• [What to produce]: Using the listing below, set down each line from the line containing "Target: seagull with spread wing" through the line containing "Guideline: for each instance of the dark rock, the", both ends included, exactly and with nothing added.

• [Dataset records]:
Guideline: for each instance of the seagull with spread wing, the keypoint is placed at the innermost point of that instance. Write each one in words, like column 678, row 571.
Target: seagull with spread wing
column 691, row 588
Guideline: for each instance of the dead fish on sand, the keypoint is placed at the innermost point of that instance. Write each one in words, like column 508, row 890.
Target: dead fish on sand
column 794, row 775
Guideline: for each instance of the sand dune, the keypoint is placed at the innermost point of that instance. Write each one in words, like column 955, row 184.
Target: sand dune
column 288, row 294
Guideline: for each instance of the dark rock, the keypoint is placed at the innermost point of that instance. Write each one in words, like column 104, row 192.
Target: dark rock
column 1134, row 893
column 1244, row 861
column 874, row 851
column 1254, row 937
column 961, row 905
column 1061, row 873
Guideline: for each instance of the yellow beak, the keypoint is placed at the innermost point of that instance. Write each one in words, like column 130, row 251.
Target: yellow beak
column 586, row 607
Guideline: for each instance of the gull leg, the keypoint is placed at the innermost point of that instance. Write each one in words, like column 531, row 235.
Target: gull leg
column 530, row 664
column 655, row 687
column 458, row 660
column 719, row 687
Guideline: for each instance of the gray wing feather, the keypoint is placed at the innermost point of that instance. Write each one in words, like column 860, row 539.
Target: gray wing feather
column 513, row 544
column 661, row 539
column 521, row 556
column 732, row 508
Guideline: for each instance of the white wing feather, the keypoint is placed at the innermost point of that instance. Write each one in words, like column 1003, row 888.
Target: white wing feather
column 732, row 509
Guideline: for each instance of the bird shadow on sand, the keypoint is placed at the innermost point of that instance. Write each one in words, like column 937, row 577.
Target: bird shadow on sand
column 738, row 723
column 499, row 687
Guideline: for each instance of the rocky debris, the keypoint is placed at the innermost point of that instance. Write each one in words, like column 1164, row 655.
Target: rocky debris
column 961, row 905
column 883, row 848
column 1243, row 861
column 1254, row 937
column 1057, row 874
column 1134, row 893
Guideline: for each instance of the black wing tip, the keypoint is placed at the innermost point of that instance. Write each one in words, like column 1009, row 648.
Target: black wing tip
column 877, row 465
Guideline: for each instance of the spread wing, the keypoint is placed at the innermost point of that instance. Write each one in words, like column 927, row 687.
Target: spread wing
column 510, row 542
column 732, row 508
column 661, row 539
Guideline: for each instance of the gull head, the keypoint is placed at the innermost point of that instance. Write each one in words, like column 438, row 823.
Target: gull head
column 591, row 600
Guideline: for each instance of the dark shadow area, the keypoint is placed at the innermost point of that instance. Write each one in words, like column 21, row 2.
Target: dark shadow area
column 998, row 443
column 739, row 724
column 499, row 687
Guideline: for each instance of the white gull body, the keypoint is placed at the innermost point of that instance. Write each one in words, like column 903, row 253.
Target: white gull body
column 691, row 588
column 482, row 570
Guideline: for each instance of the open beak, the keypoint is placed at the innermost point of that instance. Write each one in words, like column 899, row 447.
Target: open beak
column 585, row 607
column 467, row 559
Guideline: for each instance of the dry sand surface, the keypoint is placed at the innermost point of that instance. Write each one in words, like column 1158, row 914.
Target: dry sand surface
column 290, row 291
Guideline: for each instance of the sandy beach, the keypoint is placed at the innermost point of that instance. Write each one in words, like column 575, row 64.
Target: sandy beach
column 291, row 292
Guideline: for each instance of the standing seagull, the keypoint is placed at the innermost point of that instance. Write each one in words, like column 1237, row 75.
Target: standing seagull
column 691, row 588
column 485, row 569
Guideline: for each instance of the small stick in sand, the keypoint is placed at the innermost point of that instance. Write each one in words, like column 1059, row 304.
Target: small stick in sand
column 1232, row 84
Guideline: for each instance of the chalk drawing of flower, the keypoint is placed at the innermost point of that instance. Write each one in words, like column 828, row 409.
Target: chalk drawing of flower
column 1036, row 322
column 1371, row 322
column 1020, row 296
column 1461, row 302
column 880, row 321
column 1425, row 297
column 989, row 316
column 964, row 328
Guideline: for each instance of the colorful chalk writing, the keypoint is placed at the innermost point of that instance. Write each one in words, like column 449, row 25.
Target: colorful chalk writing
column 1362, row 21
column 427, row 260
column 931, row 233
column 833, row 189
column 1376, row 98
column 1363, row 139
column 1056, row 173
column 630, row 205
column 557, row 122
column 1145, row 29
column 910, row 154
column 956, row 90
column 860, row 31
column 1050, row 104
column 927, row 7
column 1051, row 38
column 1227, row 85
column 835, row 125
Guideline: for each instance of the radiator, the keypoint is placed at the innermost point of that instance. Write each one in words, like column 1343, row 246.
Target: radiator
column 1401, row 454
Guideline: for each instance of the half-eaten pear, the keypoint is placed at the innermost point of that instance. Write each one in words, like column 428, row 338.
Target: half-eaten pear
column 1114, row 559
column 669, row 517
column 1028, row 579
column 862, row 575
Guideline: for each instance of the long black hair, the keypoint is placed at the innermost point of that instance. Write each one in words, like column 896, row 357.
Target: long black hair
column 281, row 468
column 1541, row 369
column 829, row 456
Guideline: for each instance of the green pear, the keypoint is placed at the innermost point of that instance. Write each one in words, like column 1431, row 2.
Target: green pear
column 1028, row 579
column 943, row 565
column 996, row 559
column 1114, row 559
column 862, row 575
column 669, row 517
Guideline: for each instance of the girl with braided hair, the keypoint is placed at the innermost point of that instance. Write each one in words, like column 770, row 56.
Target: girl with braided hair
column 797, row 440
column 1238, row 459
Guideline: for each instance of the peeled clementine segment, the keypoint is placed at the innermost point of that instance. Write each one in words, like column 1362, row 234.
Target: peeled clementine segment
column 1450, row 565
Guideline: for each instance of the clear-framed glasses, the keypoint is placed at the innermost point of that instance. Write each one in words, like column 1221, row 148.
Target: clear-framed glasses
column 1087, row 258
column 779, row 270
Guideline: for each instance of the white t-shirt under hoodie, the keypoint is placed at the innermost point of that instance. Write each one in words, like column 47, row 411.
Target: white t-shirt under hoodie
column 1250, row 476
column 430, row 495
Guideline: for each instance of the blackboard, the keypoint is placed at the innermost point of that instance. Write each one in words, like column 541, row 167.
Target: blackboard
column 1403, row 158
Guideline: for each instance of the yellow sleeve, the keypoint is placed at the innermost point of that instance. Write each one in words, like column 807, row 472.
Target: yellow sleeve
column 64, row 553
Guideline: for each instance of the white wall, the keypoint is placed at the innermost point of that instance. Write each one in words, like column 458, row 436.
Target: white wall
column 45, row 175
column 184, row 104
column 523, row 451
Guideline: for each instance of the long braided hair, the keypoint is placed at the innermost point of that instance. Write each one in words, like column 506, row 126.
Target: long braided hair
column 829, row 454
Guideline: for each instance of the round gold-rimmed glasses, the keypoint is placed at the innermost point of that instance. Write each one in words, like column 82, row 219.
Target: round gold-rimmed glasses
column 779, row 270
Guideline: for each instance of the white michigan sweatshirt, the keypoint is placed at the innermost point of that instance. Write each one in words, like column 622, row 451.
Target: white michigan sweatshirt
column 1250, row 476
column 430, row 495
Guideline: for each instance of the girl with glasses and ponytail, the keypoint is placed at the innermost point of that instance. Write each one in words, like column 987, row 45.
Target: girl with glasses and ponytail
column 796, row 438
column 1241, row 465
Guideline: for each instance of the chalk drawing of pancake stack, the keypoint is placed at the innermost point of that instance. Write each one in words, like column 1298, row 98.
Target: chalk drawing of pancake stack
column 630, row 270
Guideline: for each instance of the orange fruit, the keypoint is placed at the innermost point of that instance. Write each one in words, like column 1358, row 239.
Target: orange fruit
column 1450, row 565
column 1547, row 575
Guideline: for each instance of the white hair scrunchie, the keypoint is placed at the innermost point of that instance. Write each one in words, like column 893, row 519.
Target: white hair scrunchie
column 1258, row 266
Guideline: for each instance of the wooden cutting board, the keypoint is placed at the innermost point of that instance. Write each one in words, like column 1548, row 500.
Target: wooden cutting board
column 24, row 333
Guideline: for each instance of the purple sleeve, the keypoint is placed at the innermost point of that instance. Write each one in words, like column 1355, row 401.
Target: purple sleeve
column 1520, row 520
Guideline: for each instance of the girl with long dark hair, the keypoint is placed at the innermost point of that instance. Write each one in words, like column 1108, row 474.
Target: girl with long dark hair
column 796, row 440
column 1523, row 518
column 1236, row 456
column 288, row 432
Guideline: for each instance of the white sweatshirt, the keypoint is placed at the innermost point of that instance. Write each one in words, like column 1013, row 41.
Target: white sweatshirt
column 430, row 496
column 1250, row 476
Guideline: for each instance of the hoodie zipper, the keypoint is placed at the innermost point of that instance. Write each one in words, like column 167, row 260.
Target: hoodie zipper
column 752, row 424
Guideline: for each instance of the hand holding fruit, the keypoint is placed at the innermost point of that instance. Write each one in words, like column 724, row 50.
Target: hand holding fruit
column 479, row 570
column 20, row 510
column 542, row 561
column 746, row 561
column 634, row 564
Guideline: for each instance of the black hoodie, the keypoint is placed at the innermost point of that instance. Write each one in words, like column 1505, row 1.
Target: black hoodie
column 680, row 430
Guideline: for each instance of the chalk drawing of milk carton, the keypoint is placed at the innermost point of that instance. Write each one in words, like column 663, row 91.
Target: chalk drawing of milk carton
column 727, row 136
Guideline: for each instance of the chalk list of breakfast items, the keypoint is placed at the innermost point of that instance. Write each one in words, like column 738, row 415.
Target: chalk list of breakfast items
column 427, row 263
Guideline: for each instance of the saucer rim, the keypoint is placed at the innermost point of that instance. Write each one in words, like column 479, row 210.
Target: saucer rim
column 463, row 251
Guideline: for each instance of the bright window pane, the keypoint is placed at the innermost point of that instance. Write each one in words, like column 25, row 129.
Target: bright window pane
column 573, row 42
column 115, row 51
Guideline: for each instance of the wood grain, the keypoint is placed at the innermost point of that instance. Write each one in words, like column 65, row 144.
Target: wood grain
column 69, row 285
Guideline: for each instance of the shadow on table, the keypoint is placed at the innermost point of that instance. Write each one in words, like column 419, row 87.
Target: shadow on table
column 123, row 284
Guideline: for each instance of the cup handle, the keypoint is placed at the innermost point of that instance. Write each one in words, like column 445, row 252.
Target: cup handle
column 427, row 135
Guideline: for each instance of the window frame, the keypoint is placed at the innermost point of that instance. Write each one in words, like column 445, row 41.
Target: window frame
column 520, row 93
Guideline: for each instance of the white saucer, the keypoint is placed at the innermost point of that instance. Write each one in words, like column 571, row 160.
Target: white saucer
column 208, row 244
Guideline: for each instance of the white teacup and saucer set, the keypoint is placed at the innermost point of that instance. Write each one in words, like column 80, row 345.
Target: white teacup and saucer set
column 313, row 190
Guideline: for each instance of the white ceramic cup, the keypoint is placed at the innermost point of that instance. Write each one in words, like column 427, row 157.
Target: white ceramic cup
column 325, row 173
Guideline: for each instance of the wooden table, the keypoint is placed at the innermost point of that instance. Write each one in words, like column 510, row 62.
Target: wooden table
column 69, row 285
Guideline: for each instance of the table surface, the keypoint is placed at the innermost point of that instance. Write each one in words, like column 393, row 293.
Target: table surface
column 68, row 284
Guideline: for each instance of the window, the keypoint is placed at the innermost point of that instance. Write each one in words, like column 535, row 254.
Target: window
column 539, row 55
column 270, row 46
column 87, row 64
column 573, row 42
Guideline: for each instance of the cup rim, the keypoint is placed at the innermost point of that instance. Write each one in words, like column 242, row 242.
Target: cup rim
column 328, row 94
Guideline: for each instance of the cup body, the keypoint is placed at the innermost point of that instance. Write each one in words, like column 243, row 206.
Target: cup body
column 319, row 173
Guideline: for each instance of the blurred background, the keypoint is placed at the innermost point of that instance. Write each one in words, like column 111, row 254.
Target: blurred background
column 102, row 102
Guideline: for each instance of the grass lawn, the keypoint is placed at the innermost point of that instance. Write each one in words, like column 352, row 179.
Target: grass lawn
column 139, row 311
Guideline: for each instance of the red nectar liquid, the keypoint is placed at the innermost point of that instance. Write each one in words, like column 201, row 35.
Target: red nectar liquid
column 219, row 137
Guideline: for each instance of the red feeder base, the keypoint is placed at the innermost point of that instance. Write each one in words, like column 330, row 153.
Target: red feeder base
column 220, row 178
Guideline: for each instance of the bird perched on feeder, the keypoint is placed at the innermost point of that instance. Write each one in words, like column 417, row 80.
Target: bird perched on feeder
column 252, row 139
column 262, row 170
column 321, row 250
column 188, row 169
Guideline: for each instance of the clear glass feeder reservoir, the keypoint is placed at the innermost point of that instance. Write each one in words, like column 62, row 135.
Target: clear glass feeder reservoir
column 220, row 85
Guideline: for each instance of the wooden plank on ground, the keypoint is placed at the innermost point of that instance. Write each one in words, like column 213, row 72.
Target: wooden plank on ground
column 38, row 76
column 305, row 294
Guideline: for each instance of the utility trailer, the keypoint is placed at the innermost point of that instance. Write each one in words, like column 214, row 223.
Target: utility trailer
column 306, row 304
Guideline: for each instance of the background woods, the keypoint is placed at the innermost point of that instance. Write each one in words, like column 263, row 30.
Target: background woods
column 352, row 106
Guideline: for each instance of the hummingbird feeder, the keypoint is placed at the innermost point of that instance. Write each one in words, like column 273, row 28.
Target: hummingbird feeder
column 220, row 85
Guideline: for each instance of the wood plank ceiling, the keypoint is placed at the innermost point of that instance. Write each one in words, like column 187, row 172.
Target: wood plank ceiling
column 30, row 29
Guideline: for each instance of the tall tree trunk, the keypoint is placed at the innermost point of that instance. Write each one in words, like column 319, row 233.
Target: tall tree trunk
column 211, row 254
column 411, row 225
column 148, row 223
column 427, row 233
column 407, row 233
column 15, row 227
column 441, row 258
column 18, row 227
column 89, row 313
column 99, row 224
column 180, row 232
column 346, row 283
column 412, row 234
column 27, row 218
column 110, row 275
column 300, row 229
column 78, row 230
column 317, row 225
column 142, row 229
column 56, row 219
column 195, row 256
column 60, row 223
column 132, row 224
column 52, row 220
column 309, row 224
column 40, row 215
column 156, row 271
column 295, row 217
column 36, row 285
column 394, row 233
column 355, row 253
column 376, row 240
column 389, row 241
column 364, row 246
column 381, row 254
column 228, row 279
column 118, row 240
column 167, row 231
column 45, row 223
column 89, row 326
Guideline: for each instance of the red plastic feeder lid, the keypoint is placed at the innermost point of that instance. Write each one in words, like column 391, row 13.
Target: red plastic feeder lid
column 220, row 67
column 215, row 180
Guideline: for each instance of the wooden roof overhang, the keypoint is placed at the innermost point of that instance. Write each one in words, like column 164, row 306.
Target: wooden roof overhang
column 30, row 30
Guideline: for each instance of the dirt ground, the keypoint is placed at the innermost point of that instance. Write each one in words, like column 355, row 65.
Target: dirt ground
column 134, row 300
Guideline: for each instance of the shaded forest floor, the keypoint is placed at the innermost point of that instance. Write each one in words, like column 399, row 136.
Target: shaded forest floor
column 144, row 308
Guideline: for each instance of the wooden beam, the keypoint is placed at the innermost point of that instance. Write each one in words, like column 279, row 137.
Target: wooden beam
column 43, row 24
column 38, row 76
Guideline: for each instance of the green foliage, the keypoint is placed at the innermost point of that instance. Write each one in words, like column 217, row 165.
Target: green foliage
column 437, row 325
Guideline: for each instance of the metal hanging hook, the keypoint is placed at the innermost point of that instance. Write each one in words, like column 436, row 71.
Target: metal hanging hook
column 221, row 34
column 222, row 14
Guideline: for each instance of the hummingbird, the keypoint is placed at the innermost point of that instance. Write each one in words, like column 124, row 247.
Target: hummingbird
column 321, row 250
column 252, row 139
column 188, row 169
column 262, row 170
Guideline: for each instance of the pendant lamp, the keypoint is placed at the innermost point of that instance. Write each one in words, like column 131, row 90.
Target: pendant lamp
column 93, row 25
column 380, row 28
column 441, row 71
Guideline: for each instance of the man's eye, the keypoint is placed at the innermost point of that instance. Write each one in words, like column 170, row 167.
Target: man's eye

• [Result for this exercise]:
Target: seagull with spread wing
column 691, row 588
Guideline: for each instance of the dead fish on sand, the keypoint is placed at the innermost point of that instance. Write each one in words, like column 508, row 890.
Target: dead fish on sand
column 794, row 775
Guideline: for each instance of the sand dune, the keypoint is placed at the innermost point of that instance. Write each one in words, like column 955, row 184.
Target: sand dune
column 288, row 294
Guideline: for each instance of the dark rock, the keypoint is placed at the innermost point of that instance. Write each one in words, like column 104, row 192.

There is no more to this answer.